UConn’s latest Doga listing leaned into the simplest kind of campus appeal: dogs, gentle stretching and free mats. The event page said Tildy and Carson were back for more playfulness with wellness partners, making the class feel less like a formal workout and more like a stress break with enough yoga to keep it grounded.

That framing fits how UConn has built its dog-centered wellness offerings. UConn Student Health and Wellness says pet therapy is known to reduce stress and anxiety and build empathy, and it currently runs recurring sessions every Tuesday from 4 to 6 p.m. in the Cordial Storrs House, every Wednesday from 4:30 to 6:30 p.m. in Wilson Hall room 126, and every first Thursday of the month at The Benton Museum. The department also notes those sessions are volunteer-based, so dogs may not be present the entire time, a reminder that the program is built around comfort and flexibility rather than a rigid schedule.

AI-generated illustration
AI-generated illustration

The return of Tildy and Carson also carried some history. A March 12, 2021 UConn Recreation doga event featuring the same pair filled registration in just 35 minutes after it went live, showing how quickly dog yoga can move from novelty to in-demand campus event. UConn Daily Digest later described a DOGA session for Employee Appreciation Week as a blend of relaxation and companionship designed for all skill levels, which helps explain why the format keeps coming back. The appeal is obvious: people who might hesitate to walk into a standard yoga class can usually say yes to a room full of dogs and a mat already waiting for them.

[Saved entries]
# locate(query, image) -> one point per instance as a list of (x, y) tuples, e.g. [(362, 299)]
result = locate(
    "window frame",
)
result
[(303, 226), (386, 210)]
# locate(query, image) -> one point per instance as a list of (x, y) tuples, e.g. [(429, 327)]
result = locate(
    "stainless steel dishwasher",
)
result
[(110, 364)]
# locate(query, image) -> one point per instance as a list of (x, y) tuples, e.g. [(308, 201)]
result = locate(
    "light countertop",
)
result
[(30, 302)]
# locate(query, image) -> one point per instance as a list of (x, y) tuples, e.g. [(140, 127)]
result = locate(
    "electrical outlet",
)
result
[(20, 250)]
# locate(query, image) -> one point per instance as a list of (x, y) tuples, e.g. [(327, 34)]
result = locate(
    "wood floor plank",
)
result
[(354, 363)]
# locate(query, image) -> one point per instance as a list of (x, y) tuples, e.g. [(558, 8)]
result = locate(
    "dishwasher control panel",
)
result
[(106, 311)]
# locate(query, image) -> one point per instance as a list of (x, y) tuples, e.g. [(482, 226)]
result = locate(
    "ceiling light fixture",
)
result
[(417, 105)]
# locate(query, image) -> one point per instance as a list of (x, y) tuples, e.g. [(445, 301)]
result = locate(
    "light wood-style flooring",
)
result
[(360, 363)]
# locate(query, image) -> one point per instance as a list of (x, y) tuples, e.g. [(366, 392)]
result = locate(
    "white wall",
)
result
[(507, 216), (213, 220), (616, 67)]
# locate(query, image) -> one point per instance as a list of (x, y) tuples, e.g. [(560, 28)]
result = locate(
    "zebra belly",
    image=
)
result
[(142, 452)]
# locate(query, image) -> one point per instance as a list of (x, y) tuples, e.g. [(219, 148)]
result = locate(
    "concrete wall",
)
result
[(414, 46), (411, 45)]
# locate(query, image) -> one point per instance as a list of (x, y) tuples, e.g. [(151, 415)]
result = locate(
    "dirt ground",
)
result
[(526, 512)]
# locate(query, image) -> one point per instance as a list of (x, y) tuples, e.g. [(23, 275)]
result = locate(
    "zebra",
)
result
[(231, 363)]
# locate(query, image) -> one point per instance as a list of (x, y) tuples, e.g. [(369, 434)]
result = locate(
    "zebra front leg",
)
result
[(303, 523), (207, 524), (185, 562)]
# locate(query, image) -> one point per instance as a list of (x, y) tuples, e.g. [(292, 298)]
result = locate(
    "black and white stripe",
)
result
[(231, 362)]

» Task to carry out: Reproduce the passage from the UConn doga text between "UConn’s latest Doga" and "keep it grounded.", inclusive. This data was taken from a separate source.

» Answer to this task:
UConn’s latest Doga listing leaned into the simplest kind of campus appeal: dogs, gentle stretching and free mats. The event page said Tildy and Carson were back for more playfulness with wellness partners, making the class feel less like a formal workout and more like a stress break with enough yoga to keep it grounded.